(Entries from a pointing dataset)
::::::::

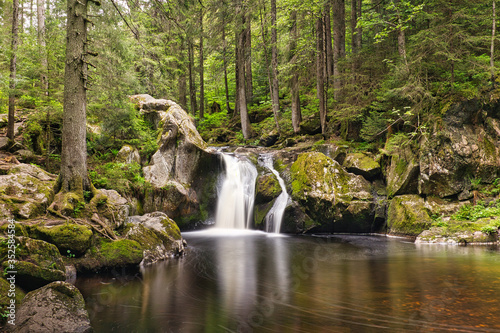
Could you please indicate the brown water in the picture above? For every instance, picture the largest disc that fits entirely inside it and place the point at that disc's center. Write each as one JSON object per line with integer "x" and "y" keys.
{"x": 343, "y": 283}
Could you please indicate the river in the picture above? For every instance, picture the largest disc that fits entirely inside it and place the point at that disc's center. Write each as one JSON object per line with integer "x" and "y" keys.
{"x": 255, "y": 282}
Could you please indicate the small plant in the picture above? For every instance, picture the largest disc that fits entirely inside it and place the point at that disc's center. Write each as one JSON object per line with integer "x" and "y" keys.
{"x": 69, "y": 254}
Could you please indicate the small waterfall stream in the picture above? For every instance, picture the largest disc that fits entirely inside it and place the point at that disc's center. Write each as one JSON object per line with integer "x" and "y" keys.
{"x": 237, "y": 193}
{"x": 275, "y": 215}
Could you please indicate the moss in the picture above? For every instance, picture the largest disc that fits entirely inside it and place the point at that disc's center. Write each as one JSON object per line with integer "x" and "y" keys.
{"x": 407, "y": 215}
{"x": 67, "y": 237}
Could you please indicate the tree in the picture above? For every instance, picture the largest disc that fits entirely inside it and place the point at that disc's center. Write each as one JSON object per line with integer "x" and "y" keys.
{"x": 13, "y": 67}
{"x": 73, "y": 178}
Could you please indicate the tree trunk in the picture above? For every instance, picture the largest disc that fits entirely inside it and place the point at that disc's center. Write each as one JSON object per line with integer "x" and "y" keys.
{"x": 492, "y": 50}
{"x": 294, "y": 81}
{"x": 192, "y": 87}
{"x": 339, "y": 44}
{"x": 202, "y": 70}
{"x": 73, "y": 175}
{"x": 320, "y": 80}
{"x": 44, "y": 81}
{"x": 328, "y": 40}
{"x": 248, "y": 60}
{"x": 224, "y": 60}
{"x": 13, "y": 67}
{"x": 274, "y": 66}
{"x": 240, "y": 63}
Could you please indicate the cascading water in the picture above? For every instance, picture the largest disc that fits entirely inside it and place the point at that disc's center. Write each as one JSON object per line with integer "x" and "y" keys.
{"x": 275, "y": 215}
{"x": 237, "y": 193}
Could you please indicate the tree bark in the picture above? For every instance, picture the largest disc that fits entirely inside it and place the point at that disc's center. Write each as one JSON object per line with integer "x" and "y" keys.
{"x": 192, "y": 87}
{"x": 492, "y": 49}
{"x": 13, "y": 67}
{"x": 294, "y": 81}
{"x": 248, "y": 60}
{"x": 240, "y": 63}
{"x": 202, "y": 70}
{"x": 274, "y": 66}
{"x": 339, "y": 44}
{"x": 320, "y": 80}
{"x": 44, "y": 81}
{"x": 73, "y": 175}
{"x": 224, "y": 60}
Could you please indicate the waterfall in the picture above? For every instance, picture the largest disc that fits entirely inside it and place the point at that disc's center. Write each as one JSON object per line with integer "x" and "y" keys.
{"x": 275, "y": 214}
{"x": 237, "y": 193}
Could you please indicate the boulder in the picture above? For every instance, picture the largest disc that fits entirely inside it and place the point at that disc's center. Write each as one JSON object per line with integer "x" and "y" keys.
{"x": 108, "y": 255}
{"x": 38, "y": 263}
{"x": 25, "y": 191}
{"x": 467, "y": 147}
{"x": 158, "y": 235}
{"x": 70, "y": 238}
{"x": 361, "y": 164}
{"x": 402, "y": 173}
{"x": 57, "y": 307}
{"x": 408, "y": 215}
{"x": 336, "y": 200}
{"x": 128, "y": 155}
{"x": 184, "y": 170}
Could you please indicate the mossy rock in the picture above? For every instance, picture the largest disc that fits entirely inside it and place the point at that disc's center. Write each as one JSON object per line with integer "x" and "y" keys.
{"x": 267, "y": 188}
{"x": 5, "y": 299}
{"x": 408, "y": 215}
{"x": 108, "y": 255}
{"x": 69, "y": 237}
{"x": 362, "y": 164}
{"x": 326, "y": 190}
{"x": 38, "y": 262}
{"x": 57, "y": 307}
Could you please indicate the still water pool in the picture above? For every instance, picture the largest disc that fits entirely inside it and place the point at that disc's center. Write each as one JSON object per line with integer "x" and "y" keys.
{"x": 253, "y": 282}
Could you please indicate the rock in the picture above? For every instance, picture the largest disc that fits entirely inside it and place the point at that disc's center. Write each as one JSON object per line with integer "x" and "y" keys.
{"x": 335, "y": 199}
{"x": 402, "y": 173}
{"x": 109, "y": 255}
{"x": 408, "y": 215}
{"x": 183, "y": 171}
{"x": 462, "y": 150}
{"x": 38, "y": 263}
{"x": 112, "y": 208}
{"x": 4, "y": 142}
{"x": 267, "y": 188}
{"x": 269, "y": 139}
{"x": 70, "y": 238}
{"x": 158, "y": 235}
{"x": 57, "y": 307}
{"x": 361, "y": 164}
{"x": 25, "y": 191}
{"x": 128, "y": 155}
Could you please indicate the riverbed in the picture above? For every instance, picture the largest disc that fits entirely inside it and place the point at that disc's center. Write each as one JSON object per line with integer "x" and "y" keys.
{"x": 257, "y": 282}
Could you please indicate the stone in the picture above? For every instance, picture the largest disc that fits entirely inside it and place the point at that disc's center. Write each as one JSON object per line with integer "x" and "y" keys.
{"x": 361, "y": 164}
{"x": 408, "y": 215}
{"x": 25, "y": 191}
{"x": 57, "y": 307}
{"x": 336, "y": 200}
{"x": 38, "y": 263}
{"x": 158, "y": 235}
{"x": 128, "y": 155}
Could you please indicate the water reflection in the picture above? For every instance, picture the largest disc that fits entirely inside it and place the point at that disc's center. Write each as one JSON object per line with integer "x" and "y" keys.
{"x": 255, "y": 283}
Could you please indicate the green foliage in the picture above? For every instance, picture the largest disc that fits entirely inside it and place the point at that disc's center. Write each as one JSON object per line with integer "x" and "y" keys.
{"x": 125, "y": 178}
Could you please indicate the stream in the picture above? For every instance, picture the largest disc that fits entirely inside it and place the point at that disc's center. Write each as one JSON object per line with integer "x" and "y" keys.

::::::::

Stated problem:
Print from the line containing "Could you please indicate the riverbed" to the last line above, exactly as written.

Correct result:
Could you please indicate the riverbed in the picture above? For every instance, picture the largest disc that fits entirely inside it and place the point at that disc's center. Write each as one JSON object per line with integer "x" and "y" keys.
{"x": 257, "y": 282}
Could you please indicate the stone in the picture above? For every instance, picture the largest disc that fits entirely inside it and place the point at that disc's center. Write each as one JSON object per line with integer "x" and "y" keys.
{"x": 361, "y": 164}
{"x": 408, "y": 215}
{"x": 25, "y": 191}
{"x": 57, "y": 307}
{"x": 336, "y": 200}
{"x": 38, "y": 263}
{"x": 158, "y": 235}
{"x": 128, "y": 155}
Could you please indicate the water reflection in the picture above? For every instance, picture the largest disc that fits entirely inside it and place the point at that disc's center. Write each as one JSON object per line with integer "x" and "y" keys.
{"x": 255, "y": 283}
Could you please indicate the green foliage in the picture above? For every instance, picture the largest disc that fits entirely inside it and place the point at that disc's center. Write each as one JSON object per line with integer "x" and "y" keys.
{"x": 125, "y": 178}
Could you please indicate the stream in the picture above? For every instance, picture the largest disc that fits entirely inside it and place the point at that disc's center. Write each as one JSON object per line with integer "x" and "y" keys.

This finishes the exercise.